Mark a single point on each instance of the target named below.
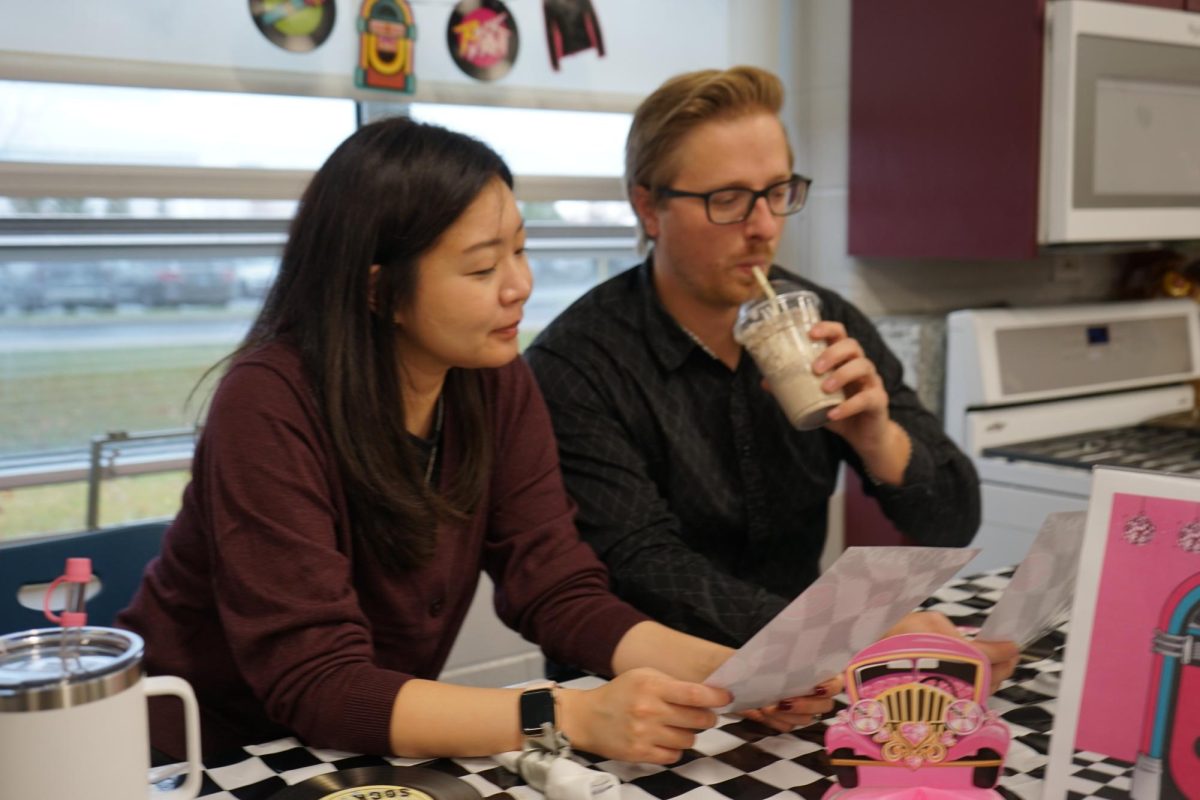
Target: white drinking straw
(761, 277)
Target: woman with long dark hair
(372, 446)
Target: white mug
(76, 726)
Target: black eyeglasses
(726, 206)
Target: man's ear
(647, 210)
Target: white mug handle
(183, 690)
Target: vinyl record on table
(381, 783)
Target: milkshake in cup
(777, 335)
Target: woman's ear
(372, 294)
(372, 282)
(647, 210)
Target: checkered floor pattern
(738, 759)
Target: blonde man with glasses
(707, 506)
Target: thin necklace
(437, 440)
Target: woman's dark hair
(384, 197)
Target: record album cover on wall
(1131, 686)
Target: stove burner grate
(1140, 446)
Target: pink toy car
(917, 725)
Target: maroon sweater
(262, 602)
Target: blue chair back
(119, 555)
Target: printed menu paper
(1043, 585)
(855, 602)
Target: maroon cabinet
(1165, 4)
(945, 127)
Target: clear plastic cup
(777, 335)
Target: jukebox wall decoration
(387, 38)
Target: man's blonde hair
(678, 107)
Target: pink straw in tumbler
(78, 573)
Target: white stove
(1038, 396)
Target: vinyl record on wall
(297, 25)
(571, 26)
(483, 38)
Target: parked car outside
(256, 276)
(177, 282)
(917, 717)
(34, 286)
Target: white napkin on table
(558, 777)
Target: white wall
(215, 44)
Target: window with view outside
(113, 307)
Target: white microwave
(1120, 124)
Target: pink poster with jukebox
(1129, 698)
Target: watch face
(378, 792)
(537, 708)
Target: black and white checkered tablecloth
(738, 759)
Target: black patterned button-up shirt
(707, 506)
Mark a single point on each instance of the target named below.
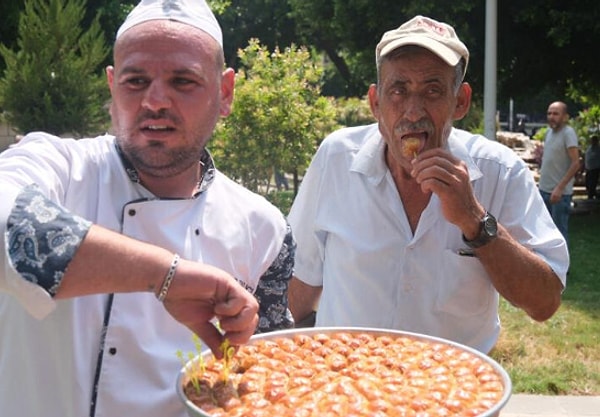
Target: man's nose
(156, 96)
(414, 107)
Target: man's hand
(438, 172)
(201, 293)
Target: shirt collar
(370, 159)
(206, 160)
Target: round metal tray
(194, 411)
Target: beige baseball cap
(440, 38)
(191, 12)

Task to carry out: Make an exact copy of the whole listing, but don't bring over any pictures.

Output for this task:
Mark a single point on each instance of the target named below.
Target: white drinking straw
(761, 277)
Target: woman with long dark hair
(372, 446)
Target: white mug
(76, 726)
Target: black eyeglasses
(726, 206)
Target: man's ear
(647, 210)
Target: white mug handle
(183, 690)
Target: vinyl record on table
(381, 783)
Target: milkshake in cup
(777, 335)
Target: woman's ear
(372, 294)
(372, 282)
(647, 210)
Target: checkered floor pattern
(738, 759)
Target: blonde man with glasses
(707, 506)
Target: thin necklace
(437, 440)
Target: woman's dark hair
(384, 197)
Target: record album cover on wall
(1131, 686)
Target: stove burner grate
(1140, 446)
Target: pink toy car
(917, 725)
Target: maroon sweater
(262, 602)
Target: blue chair back
(119, 555)
Target: printed menu paper
(1043, 585)
(855, 602)
Target: maroon cabinet
(1165, 4)
(945, 127)
Target: clear plastic cup
(777, 335)
Target: jukebox wall decoration
(387, 38)
Target: man's blonde hair
(678, 107)
Target: pink straw in tumbler
(78, 573)
Target: white stove
(1038, 396)
Target: vinyl record on wall
(297, 25)
(571, 26)
(483, 38)
Target: parked car outside
(256, 276)
(177, 282)
(917, 717)
(34, 286)
Target: white napkin on table
(558, 777)
Target: white wall
(215, 44)
Target: window with view outside
(113, 307)
Target: white microwave
(1120, 124)
Target: pink poster with jukebox
(1129, 698)
Target: watch face
(378, 792)
(537, 708)
Target: black and white checkered tablecloth
(738, 759)
Target: black patterned button-up shirt
(707, 506)
Mark a single point on each instance of the target named below.
Target: man's nose
(156, 96)
(414, 107)
Target: man's hand
(438, 172)
(201, 293)
Target: shirt collar
(370, 159)
(206, 160)
Target: round metal tray
(194, 411)
Target: beige baseball cap
(440, 38)
(191, 12)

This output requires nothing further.